Referring expression data:
* * * *
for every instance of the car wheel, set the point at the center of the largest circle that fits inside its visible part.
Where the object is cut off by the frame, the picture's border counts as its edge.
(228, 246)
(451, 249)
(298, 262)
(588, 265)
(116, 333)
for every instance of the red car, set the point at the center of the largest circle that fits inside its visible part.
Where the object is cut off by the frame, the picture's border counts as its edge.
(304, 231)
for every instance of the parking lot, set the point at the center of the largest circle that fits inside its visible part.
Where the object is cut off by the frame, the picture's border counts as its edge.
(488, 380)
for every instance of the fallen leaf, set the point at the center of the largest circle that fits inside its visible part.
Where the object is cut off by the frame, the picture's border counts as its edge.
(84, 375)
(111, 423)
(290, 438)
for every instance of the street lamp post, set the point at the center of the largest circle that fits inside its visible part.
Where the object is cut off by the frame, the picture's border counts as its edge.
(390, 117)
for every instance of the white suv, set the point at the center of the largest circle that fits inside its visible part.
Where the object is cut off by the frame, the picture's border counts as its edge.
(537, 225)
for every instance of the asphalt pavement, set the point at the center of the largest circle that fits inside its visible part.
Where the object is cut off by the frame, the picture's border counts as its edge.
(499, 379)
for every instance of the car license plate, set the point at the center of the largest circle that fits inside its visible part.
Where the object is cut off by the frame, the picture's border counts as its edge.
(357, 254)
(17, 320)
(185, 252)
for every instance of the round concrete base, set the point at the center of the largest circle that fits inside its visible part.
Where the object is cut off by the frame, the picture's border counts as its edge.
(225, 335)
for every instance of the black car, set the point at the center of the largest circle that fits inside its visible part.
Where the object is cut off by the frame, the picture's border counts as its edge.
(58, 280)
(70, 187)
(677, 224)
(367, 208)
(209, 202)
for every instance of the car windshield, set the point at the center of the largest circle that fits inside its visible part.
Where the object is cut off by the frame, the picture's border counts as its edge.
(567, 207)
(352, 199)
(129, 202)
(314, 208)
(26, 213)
* * * *
__Your objective__
Copy each line of the data above without altering a single character.

__Result of this exercise__
for every instance of the car wheel, set the point at the center of the largest circle that fits inside its visible part.
Where the object is cut off by the frame, the picture's border counts as its edge.
(228, 246)
(451, 249)
(298, 262)
(588, 265)
(116, 333)
for every instance of the red car, set the point at the center of the largest circle that fits inside its visible part.
Where the object is cut off by the frame, the picture's border counts as its edge.
(304, 231)
for every instance of the parking lot, set the point at the center of the largest circle that fits inside its visible part.
Where the object is cut off by the frame, the picture's border counts as its edge.
(488, 380)
for every instance of the fallen leaf, set the point at the center of the largest circle that fits inside its visible part.
Where the object is cut off by the frame, the picture's border counts as its edge.
(84, 375)
(111, 423)
(290, 438)
for every instance of the street lamp post, set the point at the center of the largest circle that fits inside its visible part.
Where the object is cut off by the frame, the picture's border counts as its edge.
(390, 117)
for every instance of the white suv, set the point at the center of the largest circle that fits inside its visible part.
Where the object is cut off by the frame, the picture's border counts as its edge.
(537, 225)
for every instance of the asphalt pavement, set the point at the center of the largest circle that fits inside its visible part.
Where the object is cut off by the frame, the picture's border counts as its edge.
(499, 379)
for every instance of the car license plate, set the point at the center of the largest circle that fits inside its visible part.
Where the object is cut off by the frame, the picture's border counts as its edge.
(357, 254)
(17, 320)
(185, 252)
for every instance of the round concrete base, set the point at the center of the largest circle that fits inside its visible part.
Where the object is cut off by the frame, the picture's border counts as its edge.
(225, 335)
for every instance of the black car, set the point at the center of the largest circle that fits inside its visible part.
Where the object is cut off by the frame, the picture's border counts as its edge.
(58, 280)
(70, 187)
(677, 224)
(367, 208)
(209, 202)
for every instance of the car windshield, set the point at the center of the largest circle that fits inside its visible part.
Where the object is cut off by the frame, the picture's border counts as its edge.
(567, 207)
(352, 199)
(129, 202)
(314, 208)
(26, 213)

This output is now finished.